▶ _What to work on_
Reproduce all entries word for word.

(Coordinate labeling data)
────────
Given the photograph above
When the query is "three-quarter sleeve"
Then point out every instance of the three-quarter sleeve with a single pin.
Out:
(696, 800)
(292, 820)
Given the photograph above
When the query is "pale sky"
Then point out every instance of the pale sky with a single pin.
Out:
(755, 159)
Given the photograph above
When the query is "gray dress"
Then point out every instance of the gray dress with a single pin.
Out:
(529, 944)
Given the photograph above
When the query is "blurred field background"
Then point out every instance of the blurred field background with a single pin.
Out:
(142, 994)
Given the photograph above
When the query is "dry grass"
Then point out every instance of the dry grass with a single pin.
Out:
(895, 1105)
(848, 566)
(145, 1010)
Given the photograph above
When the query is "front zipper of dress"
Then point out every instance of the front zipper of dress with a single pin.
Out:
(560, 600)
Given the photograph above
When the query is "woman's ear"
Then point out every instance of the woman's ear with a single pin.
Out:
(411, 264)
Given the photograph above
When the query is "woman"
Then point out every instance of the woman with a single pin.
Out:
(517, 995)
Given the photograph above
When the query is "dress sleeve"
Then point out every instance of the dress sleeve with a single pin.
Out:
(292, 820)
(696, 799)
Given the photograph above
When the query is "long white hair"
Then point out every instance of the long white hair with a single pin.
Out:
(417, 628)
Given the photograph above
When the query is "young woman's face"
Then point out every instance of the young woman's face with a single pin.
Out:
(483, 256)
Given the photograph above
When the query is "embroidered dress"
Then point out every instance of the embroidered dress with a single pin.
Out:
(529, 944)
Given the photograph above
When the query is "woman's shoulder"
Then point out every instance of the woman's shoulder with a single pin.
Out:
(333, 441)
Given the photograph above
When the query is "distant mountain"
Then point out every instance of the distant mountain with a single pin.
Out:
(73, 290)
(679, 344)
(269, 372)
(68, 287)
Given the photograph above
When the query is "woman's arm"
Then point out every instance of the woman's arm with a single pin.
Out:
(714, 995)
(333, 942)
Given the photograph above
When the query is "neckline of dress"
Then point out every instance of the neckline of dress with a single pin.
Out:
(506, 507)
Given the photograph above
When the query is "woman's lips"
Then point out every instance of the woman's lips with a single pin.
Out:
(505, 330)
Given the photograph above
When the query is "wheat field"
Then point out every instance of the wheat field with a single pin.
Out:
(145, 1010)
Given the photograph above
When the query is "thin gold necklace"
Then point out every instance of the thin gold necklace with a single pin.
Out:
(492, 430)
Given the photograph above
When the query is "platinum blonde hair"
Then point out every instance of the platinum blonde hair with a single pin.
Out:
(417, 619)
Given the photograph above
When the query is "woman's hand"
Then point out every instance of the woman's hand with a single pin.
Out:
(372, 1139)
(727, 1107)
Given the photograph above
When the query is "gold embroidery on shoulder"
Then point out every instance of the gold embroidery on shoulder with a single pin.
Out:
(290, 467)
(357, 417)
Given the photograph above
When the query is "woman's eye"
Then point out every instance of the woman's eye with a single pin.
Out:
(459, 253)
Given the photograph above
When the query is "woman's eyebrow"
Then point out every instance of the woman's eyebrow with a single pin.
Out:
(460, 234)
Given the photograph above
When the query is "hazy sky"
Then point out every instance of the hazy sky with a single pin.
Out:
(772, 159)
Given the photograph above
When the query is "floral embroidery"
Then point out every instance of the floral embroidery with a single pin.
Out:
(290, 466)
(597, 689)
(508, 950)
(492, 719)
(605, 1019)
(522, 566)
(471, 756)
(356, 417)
────────
▶ _Answer to the problem_
Given the photograph above
When the query is "three-quarter sleeve"
Then point out every instance of the three-quarter sleeve with a single pin.
Out:
(696, 800)
(292, 820)
Given the photograph above
When the query is "pale sky"
Then point out every instance of the pale sky with a single pin.
Out:
(755, 159)
Given the photograph above
When the query is "gray dress"
Then point out every instance of the gray dress with a single pin.
Out:
(529, 944)
Given the photograph above
When the query is "blurred field background"
Then point out every instance of the blurred field background with a single pin.
Out:
(142, 994)
Given the photograph above
When the query is "dry grass"
Then point out every instance of the dry grass with a single pin.
Out:
(895, 1105)
(848, 566)
(145, 1010)
Given the photograph above
When the query is "front zipper of dress"
Then point out every instance of the front zipper of dress with a single pin.
Out:
(560, 600)
Given the photograph above
When the query is "woman's ear"
Then point out every instance of the woman's ear with a single pin.
Out:
(411, 264)
Given the photograph above
When the query is "woman"
Then point out every instance of the woman with a single pin.
Out:
(517, 995)
Given the photograph above
When the query is "dress sleeve"
Then point out every instance of the dress sleeve with a single pin.
Out:
(292, 820)
(696, 799)
Given the photograph above
When the query is "long white hair"
Then point out every instance of the long white hair with a single pin.
Out:
(417, 628)
Given the photograph above
When the query is "young woman's face"
Then point out every instance of the young woman's face with a single pin.
Out:
(483, 256)
Given the photograph above
When the query is "embroidered dress"
Then point out every instance of the embroidered dress with a single pin.
Out:
(529, 944)
Given the photograph above
When the query is "woman's shoulder"
Then point out every instance of the woman's shoulder with a single pin.
Out:
(333, 441)
Given the photograph above
When the query is "distant mountain"
Then point out every instance of the distant mountain with a single pin.
Out:
(73, 290)
(679, 344)
(269, 372)
(68, 287)
Given the photograph above
When the query is "woman's arm"
Then point out every instance of the woman's arm with a single pin.
Out:
(714, 995)
(333, 942)
Given the photograph above
When the query is "neckline of dress"
Then point out every instance of the neckline of dress with a single pin.
Out:
(506, 507)
Given the photograph above
When the query is "woman's lips"
Then point out every instance of the woman's lips with a single pin.
Out:
(505, 330)
Given the photograph above
When the query is "wheat field"
Then point out every instance of the wheat field with a single pin.
Out:
(145, 1010)
Given the photograph above
When the query is "thin gold necklace"
Then point out every instance of the thin gold necklace with a single pin.
Out:
(492, 430)
Given the photograph above
When the query is "platinum blonde hair"
Then point out every instance of the platinum blonde hair with a single pin.
Out:
(417, 619)
Given the photograph above
When the query is "woman's hand"
Then point out every instance of the woman's hand with a single pin.
Out:
(372, 1139)
(727, 1107)
Given the photograph above
When the query is "gold embroidery on shoulder"
Then point out every instance of the gold embroidery on shoulder with a single pin.
Out:
(290, 467)
(357, 417)
Given the photograph above
When the query is "woman's eye"
Then point out every instance of the woman's eye with a single pin.
Out:
(459, 253)
Given the photograph above
When the query is "woman's eyebrow"
Then point out every instance of the woman's eyebrow with a single pin.
Out:
(460, 234)
Given the photograph above
When the query is "hazy sky"
Then point out every instance of the hazy sky with a single pin.
Out:
(772, 159)
Given the photograph above
When the query is "floral embroidery"
Then point out every instance of the floral embroidery with a single pin.
Out:
(290, 466)
(597, 689)
(508, 950)
(492, 719)
(605, 1019)
(522, 566)
(471, 756)
(356, 417)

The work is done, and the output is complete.